- [PROBLEM TO WORK ON] From the line with "the tomato calyx" to the last line of the material, both inclusive, transcribe every line exactly and nothing else.

Segment Start: TASK INPUT

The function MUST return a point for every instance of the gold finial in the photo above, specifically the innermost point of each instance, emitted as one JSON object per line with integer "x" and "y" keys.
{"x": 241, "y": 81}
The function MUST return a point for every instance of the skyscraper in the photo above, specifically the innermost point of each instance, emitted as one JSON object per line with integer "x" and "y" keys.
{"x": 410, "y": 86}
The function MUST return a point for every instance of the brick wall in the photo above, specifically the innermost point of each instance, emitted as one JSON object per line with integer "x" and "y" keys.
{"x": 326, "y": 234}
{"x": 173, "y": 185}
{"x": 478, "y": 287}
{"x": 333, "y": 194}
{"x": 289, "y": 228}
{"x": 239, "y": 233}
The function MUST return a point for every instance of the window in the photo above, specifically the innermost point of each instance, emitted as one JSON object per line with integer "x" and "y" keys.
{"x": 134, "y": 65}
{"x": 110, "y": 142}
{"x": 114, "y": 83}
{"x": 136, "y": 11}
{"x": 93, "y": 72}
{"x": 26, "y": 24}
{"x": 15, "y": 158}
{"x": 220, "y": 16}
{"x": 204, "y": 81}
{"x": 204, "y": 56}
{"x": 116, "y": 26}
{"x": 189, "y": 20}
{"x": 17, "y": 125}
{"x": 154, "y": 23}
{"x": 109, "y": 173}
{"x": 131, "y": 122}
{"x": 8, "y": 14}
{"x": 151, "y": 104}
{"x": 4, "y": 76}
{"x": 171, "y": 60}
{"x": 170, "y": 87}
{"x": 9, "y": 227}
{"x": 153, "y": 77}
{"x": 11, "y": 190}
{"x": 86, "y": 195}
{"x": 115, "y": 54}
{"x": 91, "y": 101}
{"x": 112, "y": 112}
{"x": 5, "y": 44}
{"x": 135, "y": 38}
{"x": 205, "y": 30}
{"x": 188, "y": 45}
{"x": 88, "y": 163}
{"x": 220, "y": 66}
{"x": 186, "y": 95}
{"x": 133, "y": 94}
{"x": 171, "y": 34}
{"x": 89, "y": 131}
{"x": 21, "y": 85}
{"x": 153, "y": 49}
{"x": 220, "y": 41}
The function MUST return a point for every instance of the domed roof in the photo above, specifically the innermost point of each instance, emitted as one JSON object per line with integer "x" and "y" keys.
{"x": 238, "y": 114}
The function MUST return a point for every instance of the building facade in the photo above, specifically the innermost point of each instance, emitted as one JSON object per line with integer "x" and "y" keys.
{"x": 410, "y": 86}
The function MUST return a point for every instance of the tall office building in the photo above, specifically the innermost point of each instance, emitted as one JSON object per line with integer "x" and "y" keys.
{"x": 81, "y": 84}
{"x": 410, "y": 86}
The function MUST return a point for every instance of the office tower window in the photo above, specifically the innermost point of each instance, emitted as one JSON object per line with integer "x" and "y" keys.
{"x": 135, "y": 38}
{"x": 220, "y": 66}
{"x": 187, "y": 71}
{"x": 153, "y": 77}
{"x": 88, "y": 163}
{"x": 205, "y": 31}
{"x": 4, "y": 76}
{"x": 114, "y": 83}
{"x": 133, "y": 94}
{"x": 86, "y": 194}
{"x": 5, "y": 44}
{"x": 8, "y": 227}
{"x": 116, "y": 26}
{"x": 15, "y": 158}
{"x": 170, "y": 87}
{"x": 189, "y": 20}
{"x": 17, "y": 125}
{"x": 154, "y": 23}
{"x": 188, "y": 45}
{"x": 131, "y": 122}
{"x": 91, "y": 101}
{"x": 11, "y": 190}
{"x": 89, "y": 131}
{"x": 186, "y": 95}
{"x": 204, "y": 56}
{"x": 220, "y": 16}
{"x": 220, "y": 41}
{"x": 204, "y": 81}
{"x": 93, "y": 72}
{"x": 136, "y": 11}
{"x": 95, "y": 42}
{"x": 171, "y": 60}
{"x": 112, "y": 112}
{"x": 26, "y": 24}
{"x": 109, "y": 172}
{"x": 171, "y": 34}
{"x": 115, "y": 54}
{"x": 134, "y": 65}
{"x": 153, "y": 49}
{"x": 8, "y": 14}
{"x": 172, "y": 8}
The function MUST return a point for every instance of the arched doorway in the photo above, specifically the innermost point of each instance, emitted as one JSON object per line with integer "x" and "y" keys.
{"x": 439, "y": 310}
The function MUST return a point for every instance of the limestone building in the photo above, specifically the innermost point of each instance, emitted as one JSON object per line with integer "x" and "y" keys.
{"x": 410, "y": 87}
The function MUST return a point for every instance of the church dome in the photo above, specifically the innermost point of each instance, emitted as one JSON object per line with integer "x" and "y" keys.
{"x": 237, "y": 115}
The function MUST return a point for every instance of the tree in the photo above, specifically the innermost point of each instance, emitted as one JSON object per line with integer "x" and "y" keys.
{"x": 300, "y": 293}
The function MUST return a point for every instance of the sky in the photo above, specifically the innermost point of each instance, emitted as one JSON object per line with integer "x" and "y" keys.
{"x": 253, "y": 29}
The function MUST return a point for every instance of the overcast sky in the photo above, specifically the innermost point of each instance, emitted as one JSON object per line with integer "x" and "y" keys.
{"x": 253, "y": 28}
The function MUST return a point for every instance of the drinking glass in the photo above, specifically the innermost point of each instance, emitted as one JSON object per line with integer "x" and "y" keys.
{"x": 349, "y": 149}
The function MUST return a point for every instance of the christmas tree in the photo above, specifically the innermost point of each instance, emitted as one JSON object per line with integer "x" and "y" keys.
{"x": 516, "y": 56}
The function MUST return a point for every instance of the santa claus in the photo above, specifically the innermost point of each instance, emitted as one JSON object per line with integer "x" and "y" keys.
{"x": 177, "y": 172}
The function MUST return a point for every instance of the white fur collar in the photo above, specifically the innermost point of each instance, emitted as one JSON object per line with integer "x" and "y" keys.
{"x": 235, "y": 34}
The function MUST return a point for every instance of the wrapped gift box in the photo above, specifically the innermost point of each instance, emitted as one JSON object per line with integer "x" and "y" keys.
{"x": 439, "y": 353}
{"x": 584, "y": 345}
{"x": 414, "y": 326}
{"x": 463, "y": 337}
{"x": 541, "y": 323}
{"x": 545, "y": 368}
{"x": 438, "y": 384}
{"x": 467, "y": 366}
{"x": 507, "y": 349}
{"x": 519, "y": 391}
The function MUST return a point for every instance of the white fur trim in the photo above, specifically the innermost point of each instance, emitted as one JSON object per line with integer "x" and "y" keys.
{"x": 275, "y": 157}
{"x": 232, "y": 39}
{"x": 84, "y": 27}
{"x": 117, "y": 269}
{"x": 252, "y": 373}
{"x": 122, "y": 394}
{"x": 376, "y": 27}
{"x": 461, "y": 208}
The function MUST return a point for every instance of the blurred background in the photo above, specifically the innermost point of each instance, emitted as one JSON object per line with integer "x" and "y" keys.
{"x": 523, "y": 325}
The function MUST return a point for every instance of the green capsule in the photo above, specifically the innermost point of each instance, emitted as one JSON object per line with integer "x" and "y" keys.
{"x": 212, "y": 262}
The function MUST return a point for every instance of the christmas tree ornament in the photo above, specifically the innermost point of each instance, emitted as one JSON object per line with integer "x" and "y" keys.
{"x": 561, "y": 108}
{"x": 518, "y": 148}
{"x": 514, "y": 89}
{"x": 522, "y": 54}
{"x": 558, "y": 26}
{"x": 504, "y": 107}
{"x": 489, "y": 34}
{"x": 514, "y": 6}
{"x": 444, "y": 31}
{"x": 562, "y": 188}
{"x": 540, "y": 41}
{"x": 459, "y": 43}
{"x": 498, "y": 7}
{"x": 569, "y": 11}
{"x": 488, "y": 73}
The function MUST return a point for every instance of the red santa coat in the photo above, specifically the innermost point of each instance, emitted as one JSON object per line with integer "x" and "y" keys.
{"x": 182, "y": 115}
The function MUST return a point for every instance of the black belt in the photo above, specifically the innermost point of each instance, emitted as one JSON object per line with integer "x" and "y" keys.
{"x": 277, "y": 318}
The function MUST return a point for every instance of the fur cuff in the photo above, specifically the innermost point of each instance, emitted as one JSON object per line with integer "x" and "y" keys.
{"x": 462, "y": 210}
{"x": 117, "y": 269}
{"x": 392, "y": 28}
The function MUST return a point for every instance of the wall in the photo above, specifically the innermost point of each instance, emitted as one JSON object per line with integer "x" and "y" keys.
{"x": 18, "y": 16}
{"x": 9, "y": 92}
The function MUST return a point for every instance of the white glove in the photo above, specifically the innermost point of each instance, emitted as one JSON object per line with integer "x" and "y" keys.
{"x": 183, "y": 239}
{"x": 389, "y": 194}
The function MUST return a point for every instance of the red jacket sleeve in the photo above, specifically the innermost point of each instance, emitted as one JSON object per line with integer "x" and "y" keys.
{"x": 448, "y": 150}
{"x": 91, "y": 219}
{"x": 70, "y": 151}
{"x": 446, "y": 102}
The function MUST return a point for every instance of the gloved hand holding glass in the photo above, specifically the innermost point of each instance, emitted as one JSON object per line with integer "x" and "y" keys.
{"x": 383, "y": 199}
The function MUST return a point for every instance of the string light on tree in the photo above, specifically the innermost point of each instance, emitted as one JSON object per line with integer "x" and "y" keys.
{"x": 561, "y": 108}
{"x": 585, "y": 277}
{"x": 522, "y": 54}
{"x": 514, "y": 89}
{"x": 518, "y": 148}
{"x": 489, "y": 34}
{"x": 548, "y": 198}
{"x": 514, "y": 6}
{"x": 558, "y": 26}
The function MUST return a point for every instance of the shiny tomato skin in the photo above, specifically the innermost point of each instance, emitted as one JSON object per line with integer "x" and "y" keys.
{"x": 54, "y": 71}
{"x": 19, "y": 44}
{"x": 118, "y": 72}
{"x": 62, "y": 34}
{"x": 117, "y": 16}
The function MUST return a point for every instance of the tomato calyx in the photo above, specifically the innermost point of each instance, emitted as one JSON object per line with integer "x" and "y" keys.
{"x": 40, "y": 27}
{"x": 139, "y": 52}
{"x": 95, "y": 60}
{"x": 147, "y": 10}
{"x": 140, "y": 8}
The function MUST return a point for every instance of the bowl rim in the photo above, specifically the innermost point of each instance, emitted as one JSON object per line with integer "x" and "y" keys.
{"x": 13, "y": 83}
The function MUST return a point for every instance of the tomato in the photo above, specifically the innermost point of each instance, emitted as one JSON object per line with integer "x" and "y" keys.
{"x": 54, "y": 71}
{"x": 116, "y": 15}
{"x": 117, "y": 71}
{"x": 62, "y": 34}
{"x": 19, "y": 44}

Segment End: TASK INPUT

- [RESULT]
The function MUST return a point for every instance of the tomato calyx in the photo above, specifically the innermost point of each instance, emitted as one JSON object per line with integer "x" and "y" keys.
{"x": 40, "y": 27}
{"x": 139, "y": 52}
{"x": 95, "y": 60}
{"x": 147, "y": 10}
{"x": 140, "y": 8}
The function MUST return a point for every instance of the bowl rim in the photo above, specifically the innermost point of each instance, emitted as one JSON object per line with integer "x" and "y" keys.
{"x": 13, "y": 83}
The function MUST return a point for every instance of the tomato in the photo above, specifically the innermost point of each instance, emitted as one JSON object per line with integer "x" and "y" keys.
{"x": 54, "y": 71}
{"x": 116, "y": 15}
{"x": 117, "y": 71}
{"x": 62, "y": 34}
{"x": 19, "y": 44}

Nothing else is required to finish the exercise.